» REQUIRED WORK: Copy the records below verbatim, every one of them.

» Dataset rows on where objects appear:
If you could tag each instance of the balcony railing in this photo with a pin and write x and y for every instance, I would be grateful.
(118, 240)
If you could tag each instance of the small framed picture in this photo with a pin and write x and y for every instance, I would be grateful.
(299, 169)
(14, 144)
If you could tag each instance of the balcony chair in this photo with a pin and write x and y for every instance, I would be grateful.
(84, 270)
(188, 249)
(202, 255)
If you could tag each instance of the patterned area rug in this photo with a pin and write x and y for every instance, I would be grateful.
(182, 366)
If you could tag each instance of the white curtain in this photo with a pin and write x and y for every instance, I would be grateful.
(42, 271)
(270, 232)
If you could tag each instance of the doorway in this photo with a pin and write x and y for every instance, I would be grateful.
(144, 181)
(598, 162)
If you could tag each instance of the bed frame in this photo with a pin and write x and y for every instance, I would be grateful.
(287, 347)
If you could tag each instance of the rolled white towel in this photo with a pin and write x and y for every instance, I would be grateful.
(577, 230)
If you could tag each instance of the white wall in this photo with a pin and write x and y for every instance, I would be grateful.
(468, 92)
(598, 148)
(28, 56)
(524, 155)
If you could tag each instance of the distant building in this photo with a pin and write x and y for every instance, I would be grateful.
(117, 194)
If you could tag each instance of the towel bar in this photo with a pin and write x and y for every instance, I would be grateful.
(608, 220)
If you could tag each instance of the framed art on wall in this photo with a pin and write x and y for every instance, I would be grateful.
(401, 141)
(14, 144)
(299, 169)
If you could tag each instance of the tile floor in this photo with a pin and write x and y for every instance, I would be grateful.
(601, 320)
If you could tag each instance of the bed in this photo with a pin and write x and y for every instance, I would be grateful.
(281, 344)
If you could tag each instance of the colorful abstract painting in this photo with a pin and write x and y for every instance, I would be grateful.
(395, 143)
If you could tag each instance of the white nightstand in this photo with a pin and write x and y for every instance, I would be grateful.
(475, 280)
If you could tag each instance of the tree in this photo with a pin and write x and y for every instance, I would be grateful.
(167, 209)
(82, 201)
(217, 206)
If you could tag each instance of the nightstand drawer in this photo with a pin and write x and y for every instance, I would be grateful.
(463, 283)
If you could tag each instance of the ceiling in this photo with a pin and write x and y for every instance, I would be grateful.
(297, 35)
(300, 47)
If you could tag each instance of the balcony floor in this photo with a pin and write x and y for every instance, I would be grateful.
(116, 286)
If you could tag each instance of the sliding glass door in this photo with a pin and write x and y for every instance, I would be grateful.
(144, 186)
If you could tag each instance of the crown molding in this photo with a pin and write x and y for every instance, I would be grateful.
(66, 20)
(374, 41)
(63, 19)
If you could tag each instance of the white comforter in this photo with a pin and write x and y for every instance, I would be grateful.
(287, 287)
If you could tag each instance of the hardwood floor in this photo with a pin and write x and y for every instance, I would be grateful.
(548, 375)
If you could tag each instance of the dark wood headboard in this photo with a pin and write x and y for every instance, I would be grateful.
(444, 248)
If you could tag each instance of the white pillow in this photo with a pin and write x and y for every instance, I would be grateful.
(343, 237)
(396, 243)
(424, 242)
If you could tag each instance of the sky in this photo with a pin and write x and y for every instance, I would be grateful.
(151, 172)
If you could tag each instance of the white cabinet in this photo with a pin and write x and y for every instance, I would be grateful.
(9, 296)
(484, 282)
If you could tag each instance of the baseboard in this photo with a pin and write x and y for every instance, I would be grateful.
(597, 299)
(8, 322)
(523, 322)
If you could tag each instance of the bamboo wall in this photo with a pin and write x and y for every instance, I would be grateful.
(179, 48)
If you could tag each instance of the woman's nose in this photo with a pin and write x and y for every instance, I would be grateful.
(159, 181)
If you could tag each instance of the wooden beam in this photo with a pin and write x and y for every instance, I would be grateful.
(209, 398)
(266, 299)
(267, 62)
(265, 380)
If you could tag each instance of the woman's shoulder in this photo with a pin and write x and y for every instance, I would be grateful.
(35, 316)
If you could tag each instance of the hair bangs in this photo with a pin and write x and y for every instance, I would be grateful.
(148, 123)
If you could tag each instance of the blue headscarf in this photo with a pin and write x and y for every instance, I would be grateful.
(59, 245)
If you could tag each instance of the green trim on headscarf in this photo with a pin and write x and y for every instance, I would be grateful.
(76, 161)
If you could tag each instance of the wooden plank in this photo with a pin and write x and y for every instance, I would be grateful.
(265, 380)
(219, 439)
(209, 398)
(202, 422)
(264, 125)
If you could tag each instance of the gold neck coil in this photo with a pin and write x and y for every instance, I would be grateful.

» REPLY TO THE EXERCISE:
If you could tag each instance of the balcony railing in this photo with a pin and write x and y for every instance, I would be grateful.
(118, 240)
If you could tag each instance of the small framed picture in this photo with a pin and write x and y for every instance, I would be grateful.
(299, 169)
(14, 144)
If you could tag each instance of the balcony chair in this photo with a pin and write x and y for every instance, I would be grateful.
(84, 270)
(188, 249)
(202, 255)
If you could tag each instance of the patterned area rug in this photo with a pin and write x and y for every instance, I would be grateful.
(182, 366)
If you could tag each instance of the white curtain in this photo with a pin and write x and y for every instance, I would be grateful.
(42, 271)
(270, 232)
If you could tag each instance of the doorway in this photo with a pin and write x and y for every instance, I would be grateful.
(144, 181)
(598, 162)
If you could tag each instance of the bed frame in this photo with a pin and write x and y for every instance, I would be grateful.
(287, 347)
If you could tag each instance of the rolled white towel in this photo with a pin and write x and y for every instance, I would be grateful.
(577, 230)
If you could tag each instance of the white wall in this photo with a pin and write x and y for every instance, I would be grateful.
(468, 92)
(598, 148)
(28, 56)
(524, 155)
If you could tag each instance of the distant building in this photo with a pin and write x and y for every instance, I would be grateful.
(117, 194)
If you could tag each instance of the towel bar in this photo with a pin and write x and y for every instance, I would be grateful.
(608, 220)
If you could tag each instance of the framed art on wall in this photo with a pin and write x and y for every instance, I would be grateful.
(401, 141)
(14, 144)
(299, 169)
If you could tag each instance of the tile floor in this photo with a pin and write x and y for every instance, I would be grateful.
(601, 320)
If you could tag each instance of the bed in this photo with a pin and write x and y for every instance, I would be grateful.
(281, 344)
If you could tag each instance of the colorful abstract painting in this photo with a pin and write x and y for every instance, I would be grateful.
(395, 143)
If you could tag each instance of the white nightstand in this photo with a pin and write x and y for every instance, I would be grateful.
(475, 280)
If you could tag each instance of the tree in this photo with a pin and write x and y for every instance, I would be grateful.
(167, 209)
(82, 201)
(217, 206)
If you could tag each instance of the nightstand drawer in this photo with a pin and write x and y for every instance, I would be grateful.
(463, 283)
If you could tag each instance of the ceiling in this photo with a pin and write x and y for every instance, I would be grateful.
(297, 35)
(300, 47)
If you could tag each instance of the balcony floor in this photo with a pin and write x and y for every instance, I would be grateful.
(116, 286)
If you could tag each instance of the sliding glass door in this photo with a pin and write x and y for every instance, I would be grateful.
(144, 186)
If you could tag each instance of the crown molding in this photo with a pin and write x and y for every instance, I would be grateful.
(66, 20)
(374, 41)
(63, 19)
If you could tag each instance of the white comforter in this photo with a pin and write x and y for every instance, I would be grateful.
(287, 287)
If you could tag each instance of the hardwood floor in this photo with a pin and write x and y for every instance, I would be grateful.
(548, 375)
If you could tag each instance of the dark wood headboard in this photo with a pin and write x and y for every instance, I would be grateful.
(444, 248)
If you could tag each instance of the white pillow in this photo with a pin and write x and y for every instance, I would be grateful.
(343, 237)
(396, 243)
(424, 242)
If you could tag each instance of the sky in this photo with a pin and write x and y for every instance, I would be grateful.
(151, 172)
If you could tag each instance of the white cabinet in this photo with a pin and write x and y for every instance, I would be grateful.
(9, 296)
(484, 282)
If you could tag each instance of the baseboard in this photo with a pin and write x and y for every instance, I would be grateful.
(597, 299)
(8, 322)
(523, 322)
If you could tag each instance of the bamboo wall in this photo with a pin and write x and y for every instance, I would be grateful.
(179, 48)
If you could tag each instance of the woman's nose in this photo with a pin and write x and y for every instance, I would be grateful.
(159, 181)
If you could tag each instance of the wooden beam in this photo with a pin and write x and y for every instance, I would be grateful.
(209, 398)
(266, 299)
(267, 62)
(265, 380)
If you could tag each instance of the woman's shoulder in this photo with a pin and write x and y for every instance, I would be grateful.
(35, 316)
If you could tag each instance of the hair bangs in this photo with a pin and write x and y for every instance, I would be grateful.
(148, 123)
If you could tag each instance of the blue headscarf in this photo with a pin and write x and y for every instance, I would be grateful.
(59, 245)
If you could tag each instance of the green trim on headscarf in this photo with a pin and write x and y for every instance, I would be grateful.
(76, 161)
If you could tag each instance of the wooden plank in this photo with a pin and write x and y for every instance, I would be grateful.
(265, 380)
(219, 439)
(209, 398)
(202, 422)
(264, 125)
If you could tag each instance of the gold neck coil in this photo with a pin and write x and y for every instance, I would be grateful.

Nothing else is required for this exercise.